TASK INPUT =>
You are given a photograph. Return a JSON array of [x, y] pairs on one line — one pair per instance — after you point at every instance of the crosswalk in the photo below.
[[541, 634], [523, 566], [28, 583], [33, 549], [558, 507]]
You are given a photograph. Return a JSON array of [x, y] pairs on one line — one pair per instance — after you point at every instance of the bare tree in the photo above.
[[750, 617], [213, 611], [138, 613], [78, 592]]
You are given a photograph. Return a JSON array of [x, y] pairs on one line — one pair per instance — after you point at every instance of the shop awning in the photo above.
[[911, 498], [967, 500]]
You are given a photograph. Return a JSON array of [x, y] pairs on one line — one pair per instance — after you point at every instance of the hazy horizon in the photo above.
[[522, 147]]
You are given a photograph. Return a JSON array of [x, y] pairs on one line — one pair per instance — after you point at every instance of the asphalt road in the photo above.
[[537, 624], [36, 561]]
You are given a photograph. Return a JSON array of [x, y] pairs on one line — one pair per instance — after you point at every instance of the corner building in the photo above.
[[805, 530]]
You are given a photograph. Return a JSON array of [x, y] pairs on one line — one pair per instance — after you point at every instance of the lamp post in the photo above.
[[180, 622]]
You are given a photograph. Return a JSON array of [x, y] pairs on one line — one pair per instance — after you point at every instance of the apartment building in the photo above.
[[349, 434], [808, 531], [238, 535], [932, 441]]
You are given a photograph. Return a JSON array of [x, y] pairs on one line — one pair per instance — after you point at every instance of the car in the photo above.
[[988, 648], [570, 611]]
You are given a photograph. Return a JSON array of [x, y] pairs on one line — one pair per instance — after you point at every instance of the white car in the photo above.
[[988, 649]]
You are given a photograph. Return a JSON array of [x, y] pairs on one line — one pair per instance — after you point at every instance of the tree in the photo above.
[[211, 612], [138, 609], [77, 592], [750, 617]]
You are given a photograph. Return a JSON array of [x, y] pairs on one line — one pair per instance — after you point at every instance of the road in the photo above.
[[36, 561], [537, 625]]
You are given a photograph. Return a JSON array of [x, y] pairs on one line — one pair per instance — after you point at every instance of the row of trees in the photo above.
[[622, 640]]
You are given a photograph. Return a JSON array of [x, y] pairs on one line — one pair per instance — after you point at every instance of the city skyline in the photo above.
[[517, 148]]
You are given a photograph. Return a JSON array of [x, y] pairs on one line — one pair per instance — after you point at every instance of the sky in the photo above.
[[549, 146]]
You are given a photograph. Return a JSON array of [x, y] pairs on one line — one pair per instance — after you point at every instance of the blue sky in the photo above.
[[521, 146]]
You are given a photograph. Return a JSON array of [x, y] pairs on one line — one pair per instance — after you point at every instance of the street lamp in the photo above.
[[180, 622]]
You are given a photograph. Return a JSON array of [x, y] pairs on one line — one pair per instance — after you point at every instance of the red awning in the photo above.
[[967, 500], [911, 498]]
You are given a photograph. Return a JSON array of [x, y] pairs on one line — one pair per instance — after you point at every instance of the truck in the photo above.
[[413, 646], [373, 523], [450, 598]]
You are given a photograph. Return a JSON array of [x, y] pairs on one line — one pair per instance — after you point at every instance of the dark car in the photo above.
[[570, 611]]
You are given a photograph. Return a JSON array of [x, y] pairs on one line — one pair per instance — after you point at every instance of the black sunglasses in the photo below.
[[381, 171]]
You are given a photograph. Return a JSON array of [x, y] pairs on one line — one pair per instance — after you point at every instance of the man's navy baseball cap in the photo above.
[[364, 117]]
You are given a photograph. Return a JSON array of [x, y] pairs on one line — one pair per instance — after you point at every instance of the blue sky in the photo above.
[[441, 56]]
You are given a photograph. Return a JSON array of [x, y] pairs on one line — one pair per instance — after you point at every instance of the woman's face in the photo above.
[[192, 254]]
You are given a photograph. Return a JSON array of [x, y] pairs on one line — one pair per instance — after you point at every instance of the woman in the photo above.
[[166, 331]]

WHAT TO WORK ON =>
Copy every row above word for word, keeping each line unchanged and in its original order.

ANSWER TO THE TASK =>
You are given a photograph. Return a JSON array of [x, y] pairs on one line — one pair per instance — after you point at every instance of the crosswalk in the photo below.
[[541, 634], [523, 566], [28, 583], [33, 549], [558, 507]]
You are given a photograph. Return a JSON array of [x, y] pairs on one line — one pair per instance — after you point at every instance of the bare tree in the photo above.
[[750, 617], [213, 611], [138, 613], [78, 592]]
You are given a photograph. Return a JSON array of [x, y] pairs on one line — one pair per instance — after you point at every instance of the shop awning in the photo above.
[[911, 498], [967, 500]]
You are given a photograph. Return a JSON array of [x, y] pairs on one line — one pair per instance — after you point at every instance of the hazy horizon in the photo above.
[[522, 147]]
You are given a photograph. Return a JSON array of [x, y] pairs on one line — one pair per instance — after you point at every instance of the asphalt road in the photo above.
[[537, 624], [36, 561]]
You are given a photograph. Return a JSON array of [x, y] pairs on one line — one pair per instance — after you point at every instance of the corner building in the photo above.
[[805, 530]]
You are given a photograph. Return a JSON array of [x, y] pairs on one line — one pair per instance — after you point at every instance of the lamp post in the photo above.
[[180, 622]]
You are given a photograph. Return a JSON array of [x, y] pairs on one line — one pair per instance — after you point at every instance of the apartment building in the photo above.
[[349, 434], [808, 531], [238, 535], [932, 441]]
You are given a photograph. Return a JSON array of [x, y] pairs on one line — one pair per instance — after you point at every instance of the car in the photo above.
[[988, 648], [570, 611]]
You are given a photograph. Return a JSON array of [x, y] pairs on one line — one pair per instance — after you point at every instance of the white car in the photo above.
[[988, 649]]
You are given a photograph. Return a JSON array of [x, y] pairs on one line — one pair per instance — after you point at every instance of the tree in the photo above.
[[211, 612], [138, 609], [77, 592], [750, 617]]
You are given a photograph. Return a JSON array of [x, y] pairs on one line — one pair per instance — after you point at every instance of the road in the photo above.
[[36, 561], [537, 625]]
You are given a photograph. Return a JSON array of [x, y] pairs on one line — one pair per instance — after you point at every instance of the row of trees in the photo above.
[[622, 640]]
You are given a photograph. Return a JSON array of [x, y] pairs on one line — one pair per instance — after you point at every instance of the city skyline in the photo above.
[[517, 148]]
You are given a photograph. Return a JSON array of [x, y] pairs on one line — one pair per instance — after you point at every instance of the sky in the photo above.
[[549, 146]]
You are given a photograph. Return a JSON array of [x, y] pairs on one line — one pair per instance — after you point at every instance of the blue sky in the photo above.
[[521, 146]]
You are given a photograph. Return a JSON array of [x, y] pairs on one line — one pair per instance — after you point at every instance of the street lamp in the photo above.
[[180, 622]]
You are given a photograph. Return a JSON array of [x, y] pairs on one line — one pair per instance — after you point at every instance of the red awning in the photo above.
[[967, 500], [911, 498]]
You are given a photograph. Return a JSON array of [x, y] pairs on one line — one pair per instance — after you point at every instance of the truck in the photo above.
[[413, 646], [373, 523], [450, 598]]
You are given a photograph. Return a JSON array of [x, y] pairs on one line — one pair per instance — after you point at every instance of the dark car in the photo above.
[[570, 611]]
You are given a photograph. Return a JSON array of [x, y] pairs on one line — one pair per instance — after you point at every instance of the black sunglasses in the photo below.
[[381, 171]]
You are given a photograph. Return a JSON array of [x, y] pairs on one line — one pair per instance — after you point at every instance of the man's navy baseball cap in the photo above.
[[364, 117]]
You are given a photograph. Return a JSON array of [x, y] pairs on one line — one pair per instance — after you point at every instance of the blue sky in the photo above.
[[441, 56]]
You are given a photograph. Return a JSON array of [x, y] pairs on one line — one pair per instance — after you point at every instance of the woman's face in the photo above.
[[192, 254]]
You are given a photograph. Return a JSON array of [x, y] pairs on one line — one pair per instance — after you point at every instance of the woman in the photo above.
[[166, 331]]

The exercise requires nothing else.